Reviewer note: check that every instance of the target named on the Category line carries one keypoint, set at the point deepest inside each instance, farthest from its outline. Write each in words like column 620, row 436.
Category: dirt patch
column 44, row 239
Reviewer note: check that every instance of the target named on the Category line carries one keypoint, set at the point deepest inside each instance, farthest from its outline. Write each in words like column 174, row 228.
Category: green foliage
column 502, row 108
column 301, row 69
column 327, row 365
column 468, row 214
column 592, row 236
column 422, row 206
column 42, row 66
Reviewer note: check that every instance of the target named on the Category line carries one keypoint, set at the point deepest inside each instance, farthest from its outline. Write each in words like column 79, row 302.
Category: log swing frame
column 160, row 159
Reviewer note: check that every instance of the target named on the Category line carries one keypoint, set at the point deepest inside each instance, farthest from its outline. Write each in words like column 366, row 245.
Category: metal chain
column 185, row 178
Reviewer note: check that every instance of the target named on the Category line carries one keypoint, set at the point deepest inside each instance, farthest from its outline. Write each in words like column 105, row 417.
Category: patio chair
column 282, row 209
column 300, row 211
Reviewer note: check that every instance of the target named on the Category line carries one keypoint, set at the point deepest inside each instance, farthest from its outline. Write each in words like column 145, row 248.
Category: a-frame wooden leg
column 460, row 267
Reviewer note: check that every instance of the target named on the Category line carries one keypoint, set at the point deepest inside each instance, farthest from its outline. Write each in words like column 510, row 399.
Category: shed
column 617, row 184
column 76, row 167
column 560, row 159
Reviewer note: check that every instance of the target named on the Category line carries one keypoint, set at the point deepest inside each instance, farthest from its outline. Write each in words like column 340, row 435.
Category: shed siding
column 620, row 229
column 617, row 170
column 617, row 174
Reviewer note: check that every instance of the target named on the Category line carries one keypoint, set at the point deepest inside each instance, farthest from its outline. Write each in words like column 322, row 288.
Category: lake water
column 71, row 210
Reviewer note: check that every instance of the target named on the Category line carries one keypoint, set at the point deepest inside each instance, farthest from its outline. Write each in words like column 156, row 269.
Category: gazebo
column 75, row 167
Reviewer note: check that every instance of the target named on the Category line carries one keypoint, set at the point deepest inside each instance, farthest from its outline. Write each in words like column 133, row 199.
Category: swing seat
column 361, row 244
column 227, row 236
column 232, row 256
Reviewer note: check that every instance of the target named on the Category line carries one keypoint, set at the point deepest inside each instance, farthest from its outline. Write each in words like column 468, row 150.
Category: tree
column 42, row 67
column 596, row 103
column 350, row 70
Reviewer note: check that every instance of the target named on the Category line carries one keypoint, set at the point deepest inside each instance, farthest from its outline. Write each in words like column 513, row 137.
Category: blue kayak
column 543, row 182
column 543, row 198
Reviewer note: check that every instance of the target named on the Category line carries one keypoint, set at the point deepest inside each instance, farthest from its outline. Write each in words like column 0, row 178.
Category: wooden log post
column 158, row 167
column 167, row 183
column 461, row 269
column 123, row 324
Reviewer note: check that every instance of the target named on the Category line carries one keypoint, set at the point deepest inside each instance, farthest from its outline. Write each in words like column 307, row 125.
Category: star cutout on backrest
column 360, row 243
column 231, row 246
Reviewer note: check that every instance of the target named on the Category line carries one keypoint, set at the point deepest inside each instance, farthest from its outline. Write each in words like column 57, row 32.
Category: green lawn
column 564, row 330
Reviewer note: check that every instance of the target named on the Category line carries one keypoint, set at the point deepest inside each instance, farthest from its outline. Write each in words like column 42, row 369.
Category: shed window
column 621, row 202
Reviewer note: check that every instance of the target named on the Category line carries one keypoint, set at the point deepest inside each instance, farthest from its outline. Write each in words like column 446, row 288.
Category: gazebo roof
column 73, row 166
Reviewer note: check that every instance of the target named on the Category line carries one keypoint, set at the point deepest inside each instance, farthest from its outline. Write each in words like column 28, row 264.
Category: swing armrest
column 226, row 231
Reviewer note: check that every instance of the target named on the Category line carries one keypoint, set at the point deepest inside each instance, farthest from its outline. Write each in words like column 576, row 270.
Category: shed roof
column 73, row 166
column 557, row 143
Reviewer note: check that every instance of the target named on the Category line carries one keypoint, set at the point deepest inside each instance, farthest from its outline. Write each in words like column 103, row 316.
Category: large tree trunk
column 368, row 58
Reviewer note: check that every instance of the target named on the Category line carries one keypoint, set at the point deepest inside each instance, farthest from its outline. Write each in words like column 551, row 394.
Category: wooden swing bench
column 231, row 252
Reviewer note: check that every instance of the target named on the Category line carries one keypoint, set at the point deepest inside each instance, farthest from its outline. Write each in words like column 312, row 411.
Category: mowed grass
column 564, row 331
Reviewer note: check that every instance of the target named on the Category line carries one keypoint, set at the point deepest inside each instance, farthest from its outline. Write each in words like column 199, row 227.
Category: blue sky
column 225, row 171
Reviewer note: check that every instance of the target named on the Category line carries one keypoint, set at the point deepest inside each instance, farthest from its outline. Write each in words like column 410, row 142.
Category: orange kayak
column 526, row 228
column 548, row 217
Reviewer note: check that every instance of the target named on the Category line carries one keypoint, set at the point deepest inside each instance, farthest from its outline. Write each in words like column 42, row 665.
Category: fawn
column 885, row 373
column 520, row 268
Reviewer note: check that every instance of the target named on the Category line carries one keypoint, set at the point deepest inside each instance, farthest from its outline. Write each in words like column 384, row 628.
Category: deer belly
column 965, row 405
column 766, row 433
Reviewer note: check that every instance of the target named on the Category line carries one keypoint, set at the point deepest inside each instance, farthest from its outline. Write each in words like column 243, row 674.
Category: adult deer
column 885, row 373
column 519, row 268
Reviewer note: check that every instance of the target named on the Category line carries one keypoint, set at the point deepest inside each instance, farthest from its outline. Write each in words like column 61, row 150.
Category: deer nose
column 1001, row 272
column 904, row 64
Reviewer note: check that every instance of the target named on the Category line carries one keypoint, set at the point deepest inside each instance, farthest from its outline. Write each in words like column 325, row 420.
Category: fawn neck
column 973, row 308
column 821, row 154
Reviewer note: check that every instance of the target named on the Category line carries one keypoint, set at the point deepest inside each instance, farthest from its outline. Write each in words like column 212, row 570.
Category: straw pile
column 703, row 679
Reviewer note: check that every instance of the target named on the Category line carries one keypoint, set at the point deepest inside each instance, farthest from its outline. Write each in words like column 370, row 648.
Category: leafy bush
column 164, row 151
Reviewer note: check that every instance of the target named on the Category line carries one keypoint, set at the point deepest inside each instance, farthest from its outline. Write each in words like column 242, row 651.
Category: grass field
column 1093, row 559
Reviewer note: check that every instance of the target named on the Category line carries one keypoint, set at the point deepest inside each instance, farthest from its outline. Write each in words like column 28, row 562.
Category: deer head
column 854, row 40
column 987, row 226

+++++

- _WHAT THE EXERCISE ASKS_
Your reply must be a faithful copy of each entry above.

- _ANSWER BELOW_
Reviewer note: check that every instance of the target named on the Category line carries one keypoint, set at the point deepest inside each instance, farthest from its outline. Write each in words like column 620, row 436.
Category: dirt patch
column 44, row 239
Reviewer note: check that every instance of the target named on the Category line carries one keypoint, set at the point deepest inside each instance, farthest from its outline. Write each in words like column 174, row 228.
Category: green foliage
column 502, row 108
column 301, row 69
column 327, row 365
column 468, row 214
column 592, row 236
column 422, row 206
column 42, row 66
Reviewer note: check that every instance of the target named on the Category line carries one keypoint, set at the point deepest inside each instance, farthest from its outline. Write each in words like column 79, row 302.
Category: log swing frame
column 160, row 159
Reviewer note: check that every instance of the target named on the Category line carries one keypoint, set at the point deepest inside each instance, farthest from its outline. Write each in words like column 366, row 245.
Category: metal chain
column 185, row 178
Reviewer note: check that every instance of the target named on the Category line carries one keypoint, set at the point deepest inside each instance, farthest from its outline. Write each in words like column 105, row 417.
Category: patio chair
column 282, row 209
column 300, row 211
Reviewer note: check that every instance of the target named on the Category line carries one keypoint, set at the point deepest inside each instance, farthest from its outline. Write each in words like column 145, row 248.
Category: a-frame wooden leg
column 460, row 267
Reviewer note: check that every instance of the target named on the Category line carries one keypoint, set at the point deepest inside each instance, farthest from its outline. Write each in words like column 510, row 399.
Category: shed
column 617, row 184
column 76, row 167
column 560, row 159
Reviewer note: check that every instance of the target named on the Category line carries one keypoint, set at the point deepest inside each instance, farthest from its outline. Write each in words like column 340, row 435.
Category: shed siding
column 620, row 229
column 617, row 170
column 617, row 174
Reviewer note: check that every instance of the target named on the Category line carries one keypoint, set at the point deepest inside each instance, farthest from its outline. Write each in words like column 322, row 288.
Category: lake water
column 71, row 210
Reviewer note: check that every instance of the target named on the Category line carries one keypoint, set at the point deepest inside each instance, farthest from its outline. Write each in words like column 156, row 269.
Category: gazebo
column 75, row 167
Reviewer note: check that every instance of the target named on the Category line carries one keypoint, set at the point deepest inside each instance, farthest from its outline. Write each in words like column 133, row 199.
Category: swing seat
column 361, row 244
column 227, row 236
column 232, row 256
Reviewer note: check that every instance of the target named on the Category line carries one keypoint, set at the point deepest inside each instance, farthest from its outline. Write each in words like column 468, row 150.
Category: tree
column 42, row 67
column 596, row 103
column 350, row 70
Reviewer note: check that every instance of the target named on the Category line carries one keypoint, set at the point deepest inside each instance, farthest from its outline. Write each in words like column 513, row 137.
Category: blue kayak
column 543, row 182
column 543, row 198
Reviewer note: check that every instance of the target named on the Category line carries one keypoint, set at the point deepest inside each instance, farthest from its outline. Write each in words like column 0, row 178.
Category: wooden log post
column 158, row 167
column 167, row 183
column 461, row 269
column 123, row 324
Reviewer note: check that every instance of the target named on the Category line carries one keypoint, set at the point deepest inside each instance, farthest from its outline. Write each in words like column 307, row 125.
Category: star cutout on backrest
column 360, row 243
column 231, row 246
Reviewer note: check that every instance of the target named on the Category line carries one keypoint, set at the point deepest inside each instance, farthest from its outline. Write each in words like column 57, row 32.
Category: green lawn
column 564, row 330
Reviewer note: check that every instance of the target named on the Category line carries one keypoint, set at the point deepest inside each instance, farthest from its outline. Write each in words like column 42, row 369.
Category: shed window
column 621, row 202
Reviewer note: check that every instance of the target named on the Category line carries one keypoint, set at the point deepest inside each instance, farthest from its outline. Write each in words like column 446, row 288.
Category: gazebo roof
column 73, row 166
Reviewer note: check that every instance of the target named on the Category line carries one keypoint, set at the point deepest inside each instance, farthest from its outline. Write each in words like column 28, row 264.
Category: swing armrest
column 226, row 231
Reviewer note: check that every instance of the target named on the Category line carries one keypoint, set at the point deepest inside each instance, farthest from its outline. Write each in words like column 576, row 270.
Category: shed roof
column 73, row 166
column 557, row 143
Reviewer note: check that every instance of the target named on the Category line carries one keypoint, set at the point deepest inside each instance, farthest from its outline. Write each in words like column 103, row 316.
Category: large tree trunk
column 368, row 58
Reviewer note: check that every instance of the target named on the Category line carries one keypoint, set at the point deepest inside each instance, farthest from its outline. Write each in words like column 551, row 394.
Category: wooden swing bench
column 231, row 252
Reviewer note: check that every instance of the target named on the Category line carries one keypoint, set at the point deepest inside each instance, farthest from its outline. Write each in words like column 312, row 411.
Category: mowed grass
column 564, row 331
Reviewer note: check that every instance of the target named on the Category line carries one keypoint, set at the point deepest inside each instance, farthest from its outline. Write each in words like column 199, row 227.
Category: blue sky
column 225, row 171
Reviewer note: check that every instance of the target named on the Category line carries one keypoint, set at the point deepest inside each instance, farthest from its outline. Write each in words like column 410, row 142.
Category: orange kayak
column 526, row 228
column 548, row 217
Reviewer note: check that every instance of the target named on the Category line carries one keypoint, set at the point deepest inside each instance, farthest from its outline. Write each in words like column 42, row 665.
Category: fawn
column 885, row 373
column 520, row 268
Reviewer note: check that every instance of the target named on the Category line carries one keypoint, set at the point deepest inside each instance, farthest from its outline. Write each in words like column 384, row 628.
Category: deer belly
column 965, row 405
column 766, row 433
Reviewer note: check that every instance of the target named on the Category line carries one keypoint, set at the point deepest inside each instance, farthest from its outline. Write each in words like column 243, row 674.
Category: adult deer
column 885, row 373
column 519, row 268
Reviewer note: check that every instance of the target named on the Category line carries one keypoint, set at the point deepest inside each instance, farthest from its outline. Write each in words like column 61, row 150.
Category: deer nose
column 1001, row 272
column 904, row 64
Reviewer note: check that every instance of the target named on the Category line carries one keypoint, set at the point deepest inside each instance, farthest from its outline. Write each in words like column 325, row 420.
Category: fawn neck
column 973, row 308
column 821, row 154
Reviewer note: check that every instance of the target named on the Category line carries one keypoint, set at the point deepest inside each instance, farthest from its outline. Write each in words like column 212, row 570.
Category: straw pile
column 703, row 679
Reviewer note: check that every instance of the target named on the Category line carries one keypoint, set at the point deepest inside each instance, farthest from its outline. Write each in words like column 370, row 648.
Category: leafy bush
column 164, row 151
Reviewer note: check that every instance of the target named on the Category line carries one keypoint, set at the point deepest inside each instance, farthest from its outline. Write each in words like column 242, row 651.
Category: grass field
column 1093, row 559
Reviewer note: check that every instance of the target named on the Category line carries one keypoint, set at the point deepest inside each instance, farthest from its outline. Write each in words like column 28, row 562.
Category: deer head
column 854, row 40
column 987, row 226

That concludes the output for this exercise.